▶ **Problem to work on**
Please extract each line of the material below that contains the word "tail".

▶ **Material for the task**

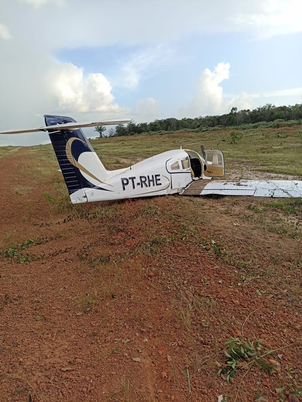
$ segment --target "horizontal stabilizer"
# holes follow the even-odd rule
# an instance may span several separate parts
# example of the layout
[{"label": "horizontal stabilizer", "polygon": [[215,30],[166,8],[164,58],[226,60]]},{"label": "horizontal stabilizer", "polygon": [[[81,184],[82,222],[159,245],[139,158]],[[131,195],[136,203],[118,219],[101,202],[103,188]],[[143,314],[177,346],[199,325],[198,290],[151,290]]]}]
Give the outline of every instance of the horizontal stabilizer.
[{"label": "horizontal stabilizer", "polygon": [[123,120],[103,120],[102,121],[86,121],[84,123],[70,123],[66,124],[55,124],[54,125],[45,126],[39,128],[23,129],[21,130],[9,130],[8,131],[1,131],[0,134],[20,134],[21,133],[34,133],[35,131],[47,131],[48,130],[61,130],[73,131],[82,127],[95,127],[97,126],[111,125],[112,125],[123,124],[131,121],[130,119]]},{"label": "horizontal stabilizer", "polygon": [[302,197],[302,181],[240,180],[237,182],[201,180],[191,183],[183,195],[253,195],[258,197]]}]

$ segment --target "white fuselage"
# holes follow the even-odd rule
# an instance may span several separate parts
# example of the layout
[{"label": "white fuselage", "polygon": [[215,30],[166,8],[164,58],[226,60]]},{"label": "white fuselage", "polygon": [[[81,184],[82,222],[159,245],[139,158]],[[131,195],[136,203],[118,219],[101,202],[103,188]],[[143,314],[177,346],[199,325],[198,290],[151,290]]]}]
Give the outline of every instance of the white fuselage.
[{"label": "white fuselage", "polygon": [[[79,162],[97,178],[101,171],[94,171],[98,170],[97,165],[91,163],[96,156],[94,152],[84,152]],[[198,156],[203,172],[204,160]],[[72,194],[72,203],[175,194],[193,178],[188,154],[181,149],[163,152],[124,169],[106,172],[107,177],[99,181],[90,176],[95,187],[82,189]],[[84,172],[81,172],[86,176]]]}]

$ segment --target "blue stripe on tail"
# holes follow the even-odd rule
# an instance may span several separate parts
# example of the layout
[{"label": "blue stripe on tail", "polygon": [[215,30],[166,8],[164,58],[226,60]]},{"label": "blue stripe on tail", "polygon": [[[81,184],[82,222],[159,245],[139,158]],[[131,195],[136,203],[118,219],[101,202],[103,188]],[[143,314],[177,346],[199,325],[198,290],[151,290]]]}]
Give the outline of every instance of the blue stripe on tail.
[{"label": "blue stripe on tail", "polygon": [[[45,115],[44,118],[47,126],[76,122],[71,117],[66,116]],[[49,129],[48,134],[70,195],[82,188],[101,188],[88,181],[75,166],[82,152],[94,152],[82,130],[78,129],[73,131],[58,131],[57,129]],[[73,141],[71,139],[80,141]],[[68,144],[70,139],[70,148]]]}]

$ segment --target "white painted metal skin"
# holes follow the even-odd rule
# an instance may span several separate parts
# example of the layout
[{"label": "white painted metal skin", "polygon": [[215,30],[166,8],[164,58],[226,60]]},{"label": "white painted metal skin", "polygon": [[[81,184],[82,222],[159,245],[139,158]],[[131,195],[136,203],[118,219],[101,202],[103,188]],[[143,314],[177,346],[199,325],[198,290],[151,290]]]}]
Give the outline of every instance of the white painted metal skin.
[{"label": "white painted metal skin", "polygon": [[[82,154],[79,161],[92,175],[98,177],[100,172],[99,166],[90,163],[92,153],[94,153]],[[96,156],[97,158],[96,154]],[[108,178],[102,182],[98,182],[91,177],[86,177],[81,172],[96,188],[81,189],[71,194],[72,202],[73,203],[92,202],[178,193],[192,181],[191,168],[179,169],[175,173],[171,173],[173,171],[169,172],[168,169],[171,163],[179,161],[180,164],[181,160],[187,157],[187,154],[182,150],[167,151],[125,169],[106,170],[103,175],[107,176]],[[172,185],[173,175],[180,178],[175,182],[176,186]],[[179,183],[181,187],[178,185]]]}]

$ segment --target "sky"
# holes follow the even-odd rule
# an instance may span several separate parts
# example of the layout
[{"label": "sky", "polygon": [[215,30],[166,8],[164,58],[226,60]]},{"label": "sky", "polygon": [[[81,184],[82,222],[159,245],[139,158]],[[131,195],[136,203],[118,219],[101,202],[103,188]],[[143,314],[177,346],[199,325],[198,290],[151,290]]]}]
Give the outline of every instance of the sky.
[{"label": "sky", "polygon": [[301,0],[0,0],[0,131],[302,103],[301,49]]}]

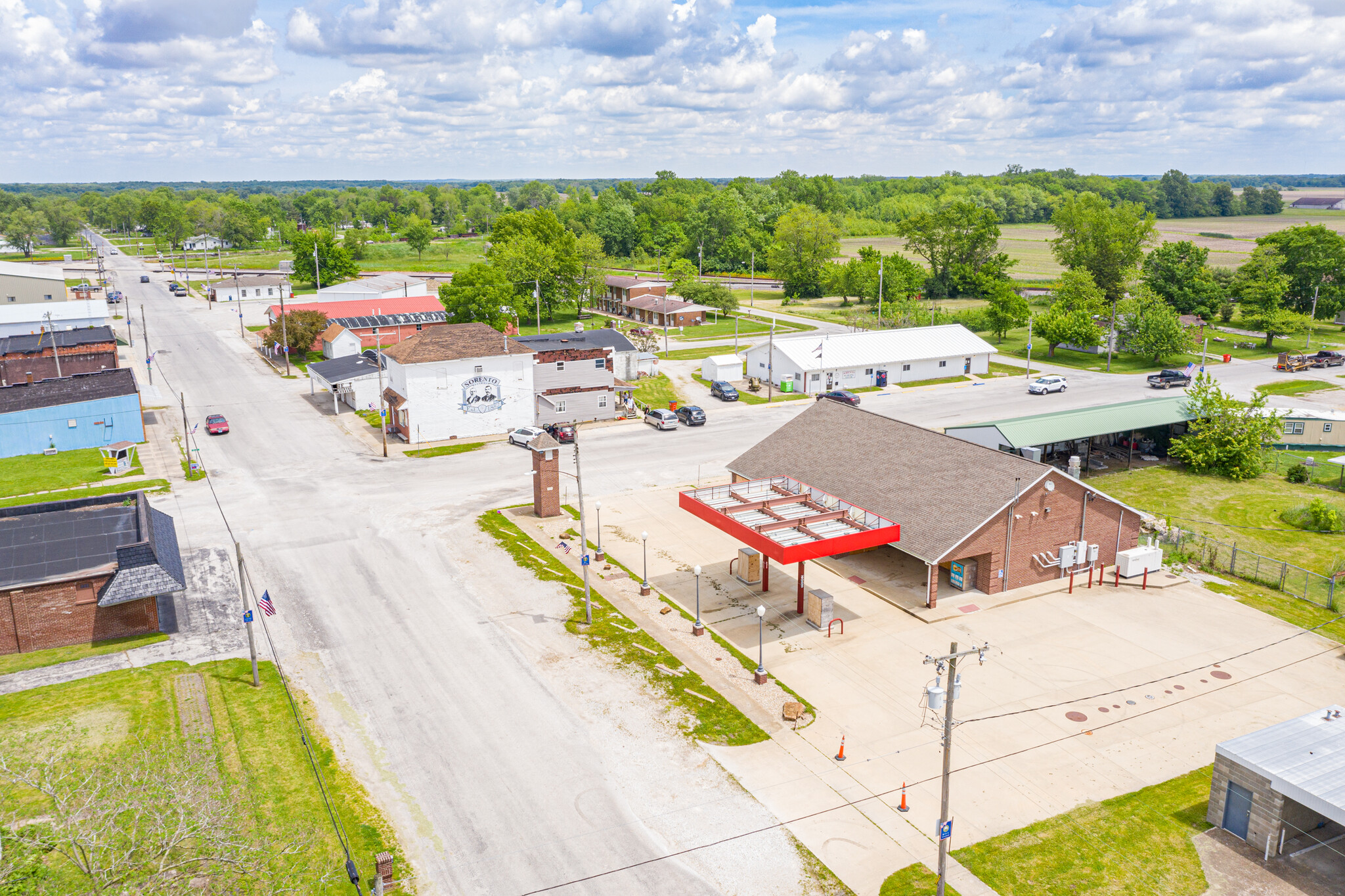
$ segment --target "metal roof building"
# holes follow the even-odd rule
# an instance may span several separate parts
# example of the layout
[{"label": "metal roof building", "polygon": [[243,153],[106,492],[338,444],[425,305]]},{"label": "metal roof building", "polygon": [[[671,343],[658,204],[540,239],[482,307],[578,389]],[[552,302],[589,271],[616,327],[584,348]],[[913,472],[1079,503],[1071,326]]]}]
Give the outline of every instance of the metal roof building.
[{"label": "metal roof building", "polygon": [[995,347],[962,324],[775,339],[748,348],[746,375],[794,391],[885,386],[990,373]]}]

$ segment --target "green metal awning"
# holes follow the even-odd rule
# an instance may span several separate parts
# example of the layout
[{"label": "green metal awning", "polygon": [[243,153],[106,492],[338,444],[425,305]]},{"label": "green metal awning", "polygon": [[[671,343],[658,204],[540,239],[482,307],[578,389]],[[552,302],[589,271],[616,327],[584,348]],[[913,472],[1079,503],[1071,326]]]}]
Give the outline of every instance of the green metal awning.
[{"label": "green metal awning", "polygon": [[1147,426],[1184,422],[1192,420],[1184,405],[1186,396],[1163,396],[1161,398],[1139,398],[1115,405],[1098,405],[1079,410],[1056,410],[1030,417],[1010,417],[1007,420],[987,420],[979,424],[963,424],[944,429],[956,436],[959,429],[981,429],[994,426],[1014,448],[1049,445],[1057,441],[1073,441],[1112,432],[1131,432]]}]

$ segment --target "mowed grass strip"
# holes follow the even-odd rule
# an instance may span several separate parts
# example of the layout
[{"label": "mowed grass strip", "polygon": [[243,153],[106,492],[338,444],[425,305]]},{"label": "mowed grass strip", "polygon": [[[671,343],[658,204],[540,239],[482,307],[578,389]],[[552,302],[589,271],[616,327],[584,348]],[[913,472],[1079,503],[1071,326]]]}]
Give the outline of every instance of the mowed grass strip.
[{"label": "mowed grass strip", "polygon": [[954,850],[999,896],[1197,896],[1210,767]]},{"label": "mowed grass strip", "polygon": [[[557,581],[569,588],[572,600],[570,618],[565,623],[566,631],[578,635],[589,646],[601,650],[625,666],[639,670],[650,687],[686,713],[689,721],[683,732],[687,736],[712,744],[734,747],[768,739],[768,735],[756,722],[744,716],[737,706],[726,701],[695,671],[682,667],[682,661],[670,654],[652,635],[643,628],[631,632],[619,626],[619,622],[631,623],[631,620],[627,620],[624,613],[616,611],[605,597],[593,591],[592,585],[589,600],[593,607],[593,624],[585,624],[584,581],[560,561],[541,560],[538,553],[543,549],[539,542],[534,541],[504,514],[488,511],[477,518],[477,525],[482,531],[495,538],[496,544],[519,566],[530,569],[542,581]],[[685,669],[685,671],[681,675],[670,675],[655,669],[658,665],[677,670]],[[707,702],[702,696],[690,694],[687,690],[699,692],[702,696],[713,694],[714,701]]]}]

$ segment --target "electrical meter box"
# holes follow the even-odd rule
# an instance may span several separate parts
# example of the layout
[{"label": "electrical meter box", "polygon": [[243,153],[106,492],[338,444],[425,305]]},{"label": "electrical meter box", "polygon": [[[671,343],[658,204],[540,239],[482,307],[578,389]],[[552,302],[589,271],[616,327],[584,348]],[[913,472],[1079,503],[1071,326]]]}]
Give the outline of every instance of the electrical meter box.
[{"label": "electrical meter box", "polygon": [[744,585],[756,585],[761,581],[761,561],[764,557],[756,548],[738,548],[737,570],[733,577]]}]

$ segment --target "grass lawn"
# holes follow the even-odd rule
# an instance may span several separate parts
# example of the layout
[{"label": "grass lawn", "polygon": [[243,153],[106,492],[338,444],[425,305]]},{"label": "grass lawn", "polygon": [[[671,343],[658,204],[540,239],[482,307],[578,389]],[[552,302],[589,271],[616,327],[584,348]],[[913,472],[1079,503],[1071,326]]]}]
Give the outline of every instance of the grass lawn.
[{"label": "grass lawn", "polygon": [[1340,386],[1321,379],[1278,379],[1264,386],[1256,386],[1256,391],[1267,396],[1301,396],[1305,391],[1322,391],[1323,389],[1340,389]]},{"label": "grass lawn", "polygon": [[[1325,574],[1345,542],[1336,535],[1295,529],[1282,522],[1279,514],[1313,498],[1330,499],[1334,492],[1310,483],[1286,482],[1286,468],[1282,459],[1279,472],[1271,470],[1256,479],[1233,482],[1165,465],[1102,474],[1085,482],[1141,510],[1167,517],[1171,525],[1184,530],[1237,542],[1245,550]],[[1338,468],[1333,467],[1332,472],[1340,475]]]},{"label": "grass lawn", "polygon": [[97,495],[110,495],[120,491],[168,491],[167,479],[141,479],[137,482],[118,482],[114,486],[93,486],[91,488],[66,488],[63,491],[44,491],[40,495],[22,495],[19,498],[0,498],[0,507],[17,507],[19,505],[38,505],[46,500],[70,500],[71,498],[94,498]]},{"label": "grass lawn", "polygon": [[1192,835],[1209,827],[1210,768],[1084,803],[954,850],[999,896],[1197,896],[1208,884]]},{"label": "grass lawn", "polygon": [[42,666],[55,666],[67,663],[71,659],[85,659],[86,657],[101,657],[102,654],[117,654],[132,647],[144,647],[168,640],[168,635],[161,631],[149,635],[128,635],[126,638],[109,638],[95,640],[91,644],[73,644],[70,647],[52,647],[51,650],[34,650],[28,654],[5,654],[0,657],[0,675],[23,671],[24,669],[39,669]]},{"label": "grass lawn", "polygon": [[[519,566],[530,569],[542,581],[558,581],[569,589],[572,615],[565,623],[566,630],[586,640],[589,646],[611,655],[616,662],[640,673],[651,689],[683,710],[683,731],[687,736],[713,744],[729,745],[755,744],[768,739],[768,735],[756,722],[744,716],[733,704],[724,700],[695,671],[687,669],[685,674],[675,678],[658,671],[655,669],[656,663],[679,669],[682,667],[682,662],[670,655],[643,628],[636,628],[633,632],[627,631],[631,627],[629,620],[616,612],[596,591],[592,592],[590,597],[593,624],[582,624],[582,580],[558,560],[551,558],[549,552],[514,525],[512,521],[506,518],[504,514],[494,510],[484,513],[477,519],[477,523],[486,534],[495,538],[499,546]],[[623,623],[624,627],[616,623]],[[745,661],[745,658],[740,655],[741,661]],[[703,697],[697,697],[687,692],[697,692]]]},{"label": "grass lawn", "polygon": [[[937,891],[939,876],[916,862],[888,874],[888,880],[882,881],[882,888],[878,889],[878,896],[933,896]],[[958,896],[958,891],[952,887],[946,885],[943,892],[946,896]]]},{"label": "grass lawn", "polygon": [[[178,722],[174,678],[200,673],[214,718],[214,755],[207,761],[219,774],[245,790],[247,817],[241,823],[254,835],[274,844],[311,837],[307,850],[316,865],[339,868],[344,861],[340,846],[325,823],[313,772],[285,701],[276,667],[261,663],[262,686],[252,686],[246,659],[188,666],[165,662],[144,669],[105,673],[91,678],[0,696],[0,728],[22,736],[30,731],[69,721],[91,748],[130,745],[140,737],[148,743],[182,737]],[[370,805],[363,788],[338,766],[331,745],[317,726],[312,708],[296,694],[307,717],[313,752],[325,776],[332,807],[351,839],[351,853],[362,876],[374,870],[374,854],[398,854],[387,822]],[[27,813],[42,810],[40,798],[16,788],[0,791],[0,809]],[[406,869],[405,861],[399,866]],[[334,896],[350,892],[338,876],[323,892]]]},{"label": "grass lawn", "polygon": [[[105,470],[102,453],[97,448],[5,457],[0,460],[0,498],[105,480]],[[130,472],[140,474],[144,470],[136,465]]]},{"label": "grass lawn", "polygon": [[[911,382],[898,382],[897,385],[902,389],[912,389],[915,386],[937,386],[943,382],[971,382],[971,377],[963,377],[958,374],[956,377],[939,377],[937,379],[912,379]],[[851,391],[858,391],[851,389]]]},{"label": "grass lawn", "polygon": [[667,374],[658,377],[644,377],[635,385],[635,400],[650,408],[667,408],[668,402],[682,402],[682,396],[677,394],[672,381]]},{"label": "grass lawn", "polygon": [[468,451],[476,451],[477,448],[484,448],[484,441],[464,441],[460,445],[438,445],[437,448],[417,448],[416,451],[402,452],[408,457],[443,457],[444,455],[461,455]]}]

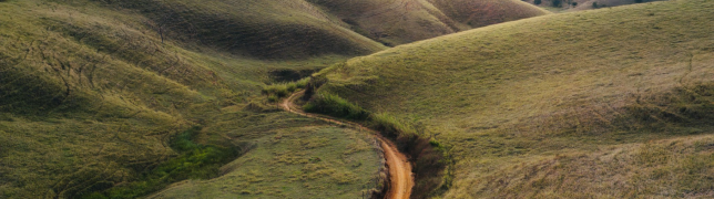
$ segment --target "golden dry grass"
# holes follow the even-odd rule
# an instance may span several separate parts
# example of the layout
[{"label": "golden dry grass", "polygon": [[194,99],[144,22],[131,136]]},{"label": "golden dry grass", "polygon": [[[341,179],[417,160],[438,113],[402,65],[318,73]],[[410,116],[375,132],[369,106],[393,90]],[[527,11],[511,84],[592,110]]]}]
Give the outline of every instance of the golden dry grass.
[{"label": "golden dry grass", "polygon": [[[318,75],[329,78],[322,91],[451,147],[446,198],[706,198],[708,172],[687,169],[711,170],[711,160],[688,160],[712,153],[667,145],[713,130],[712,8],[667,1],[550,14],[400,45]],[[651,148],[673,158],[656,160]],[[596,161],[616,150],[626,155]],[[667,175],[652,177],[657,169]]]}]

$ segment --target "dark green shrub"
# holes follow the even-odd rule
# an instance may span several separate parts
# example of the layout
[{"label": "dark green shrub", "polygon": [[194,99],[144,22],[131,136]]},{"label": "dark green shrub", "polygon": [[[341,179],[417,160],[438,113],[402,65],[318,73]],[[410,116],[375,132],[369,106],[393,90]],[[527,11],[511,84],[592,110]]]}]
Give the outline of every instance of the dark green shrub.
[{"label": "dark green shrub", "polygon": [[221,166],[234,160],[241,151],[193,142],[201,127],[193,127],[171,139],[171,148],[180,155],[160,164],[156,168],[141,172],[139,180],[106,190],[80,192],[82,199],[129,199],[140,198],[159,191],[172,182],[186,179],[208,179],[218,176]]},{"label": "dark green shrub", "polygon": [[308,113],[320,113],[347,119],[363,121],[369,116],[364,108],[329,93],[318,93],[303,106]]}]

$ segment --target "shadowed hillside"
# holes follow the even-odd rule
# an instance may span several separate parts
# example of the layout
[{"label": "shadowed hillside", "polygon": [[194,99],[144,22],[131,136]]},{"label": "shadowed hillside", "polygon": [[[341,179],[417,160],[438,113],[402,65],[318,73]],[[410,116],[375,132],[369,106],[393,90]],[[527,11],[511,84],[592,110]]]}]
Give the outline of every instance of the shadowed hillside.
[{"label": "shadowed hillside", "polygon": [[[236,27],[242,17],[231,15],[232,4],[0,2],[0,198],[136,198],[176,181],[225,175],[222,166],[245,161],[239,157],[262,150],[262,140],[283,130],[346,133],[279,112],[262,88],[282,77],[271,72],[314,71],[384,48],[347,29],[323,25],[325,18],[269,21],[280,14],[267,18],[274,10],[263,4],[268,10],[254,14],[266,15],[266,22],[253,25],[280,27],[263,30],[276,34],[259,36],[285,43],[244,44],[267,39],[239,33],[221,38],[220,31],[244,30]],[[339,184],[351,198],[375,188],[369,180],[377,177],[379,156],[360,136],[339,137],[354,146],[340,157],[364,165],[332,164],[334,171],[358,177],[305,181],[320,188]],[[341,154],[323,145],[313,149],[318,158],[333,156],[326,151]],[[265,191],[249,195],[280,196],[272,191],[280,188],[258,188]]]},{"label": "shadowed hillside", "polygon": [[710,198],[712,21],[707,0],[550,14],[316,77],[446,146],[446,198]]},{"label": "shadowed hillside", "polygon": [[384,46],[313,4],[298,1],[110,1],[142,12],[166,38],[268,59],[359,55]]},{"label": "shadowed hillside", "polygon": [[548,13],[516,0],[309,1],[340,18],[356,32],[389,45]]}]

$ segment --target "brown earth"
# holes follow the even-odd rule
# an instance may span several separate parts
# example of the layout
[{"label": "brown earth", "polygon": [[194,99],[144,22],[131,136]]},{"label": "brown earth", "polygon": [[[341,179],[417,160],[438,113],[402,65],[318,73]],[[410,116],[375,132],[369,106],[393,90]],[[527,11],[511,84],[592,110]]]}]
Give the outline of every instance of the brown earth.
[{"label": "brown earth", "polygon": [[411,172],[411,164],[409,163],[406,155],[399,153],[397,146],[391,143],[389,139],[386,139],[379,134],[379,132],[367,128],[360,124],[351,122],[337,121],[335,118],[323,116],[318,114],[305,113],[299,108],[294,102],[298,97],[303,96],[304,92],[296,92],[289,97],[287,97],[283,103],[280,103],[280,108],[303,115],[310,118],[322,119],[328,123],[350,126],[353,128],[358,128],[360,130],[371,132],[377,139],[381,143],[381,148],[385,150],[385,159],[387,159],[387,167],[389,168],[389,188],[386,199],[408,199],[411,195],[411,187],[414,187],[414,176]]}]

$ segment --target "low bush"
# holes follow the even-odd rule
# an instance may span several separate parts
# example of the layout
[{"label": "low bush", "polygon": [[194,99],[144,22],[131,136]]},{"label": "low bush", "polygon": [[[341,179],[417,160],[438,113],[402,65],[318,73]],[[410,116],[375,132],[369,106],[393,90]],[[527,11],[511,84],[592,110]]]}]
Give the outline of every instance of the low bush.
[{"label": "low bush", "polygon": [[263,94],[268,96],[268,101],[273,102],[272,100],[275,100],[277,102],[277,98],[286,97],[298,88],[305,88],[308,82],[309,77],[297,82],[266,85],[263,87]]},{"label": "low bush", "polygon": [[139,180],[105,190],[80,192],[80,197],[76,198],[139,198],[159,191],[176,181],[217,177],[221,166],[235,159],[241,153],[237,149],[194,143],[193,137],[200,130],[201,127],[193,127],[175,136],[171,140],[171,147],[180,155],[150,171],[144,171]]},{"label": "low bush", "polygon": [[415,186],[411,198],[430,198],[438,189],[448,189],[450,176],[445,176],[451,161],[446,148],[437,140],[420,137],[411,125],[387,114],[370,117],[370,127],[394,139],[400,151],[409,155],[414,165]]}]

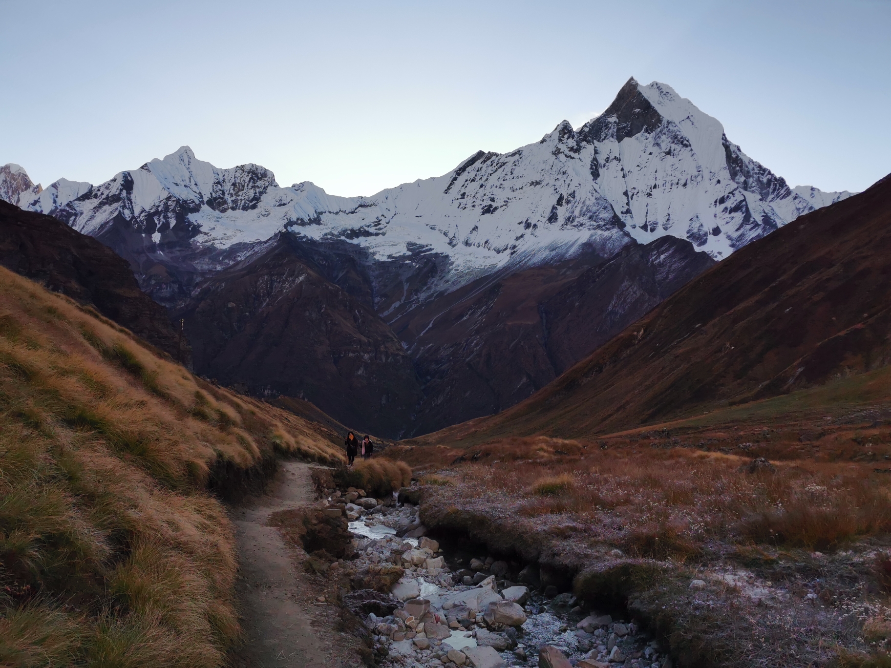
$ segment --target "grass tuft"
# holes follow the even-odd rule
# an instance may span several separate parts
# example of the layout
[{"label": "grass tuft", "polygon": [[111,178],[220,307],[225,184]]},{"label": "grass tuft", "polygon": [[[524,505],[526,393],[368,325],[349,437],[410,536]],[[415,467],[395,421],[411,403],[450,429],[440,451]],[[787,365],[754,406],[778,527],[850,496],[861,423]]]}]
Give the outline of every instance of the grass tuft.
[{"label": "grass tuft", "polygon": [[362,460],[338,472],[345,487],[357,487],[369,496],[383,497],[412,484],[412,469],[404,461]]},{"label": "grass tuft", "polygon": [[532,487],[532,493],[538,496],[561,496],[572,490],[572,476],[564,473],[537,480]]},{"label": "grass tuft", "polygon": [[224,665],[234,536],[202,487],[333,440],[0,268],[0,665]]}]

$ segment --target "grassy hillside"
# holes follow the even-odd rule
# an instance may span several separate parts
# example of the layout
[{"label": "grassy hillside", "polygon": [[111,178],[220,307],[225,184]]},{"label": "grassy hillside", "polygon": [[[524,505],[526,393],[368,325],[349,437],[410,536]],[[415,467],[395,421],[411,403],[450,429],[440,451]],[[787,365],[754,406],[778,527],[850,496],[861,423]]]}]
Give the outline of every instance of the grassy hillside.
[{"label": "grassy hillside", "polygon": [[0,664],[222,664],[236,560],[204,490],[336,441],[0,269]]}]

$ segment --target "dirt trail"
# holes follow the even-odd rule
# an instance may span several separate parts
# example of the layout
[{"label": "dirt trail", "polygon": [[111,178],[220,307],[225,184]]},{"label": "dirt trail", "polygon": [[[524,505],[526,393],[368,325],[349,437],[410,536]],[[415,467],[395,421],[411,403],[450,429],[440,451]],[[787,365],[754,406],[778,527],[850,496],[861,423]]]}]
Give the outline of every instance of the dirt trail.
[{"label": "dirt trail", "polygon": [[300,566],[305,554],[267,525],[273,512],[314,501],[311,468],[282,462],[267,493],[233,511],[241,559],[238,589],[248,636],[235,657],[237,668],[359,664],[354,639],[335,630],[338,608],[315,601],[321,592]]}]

▶ **Correct output**
$ segment --target "blue stripe on tail"
[{"label": "blue stripe on tail", "polygon": [[215,30],[166,8],[164,58],[226,60]]},{"label": "blue stripe on tail", "polygon": [[[81,184],[82,222],[159,245],[139,158]],[[131,195],[136,203],[118,219],[101,202],[103,188]],[[143,314],[177,346],[199,325],[198,290],[151,290]]]}]
Give the outline of every instance of the blue stripe on tail.
[{"label": "blue stripe on tail", "polygon": [[[45,115],[44,118],[47,126],[76,122],[71,117],[66,116]],[[49,129],[48,134],[70,195],[82,188],[101,188],[88,181],[75,166],[82,152],[94,152],[82,130],[78,129],[73,131],[58,131],[57,129]],[[73,141],[71,139],[80,141]],[[68,144],[70,139],[70,148]]]}]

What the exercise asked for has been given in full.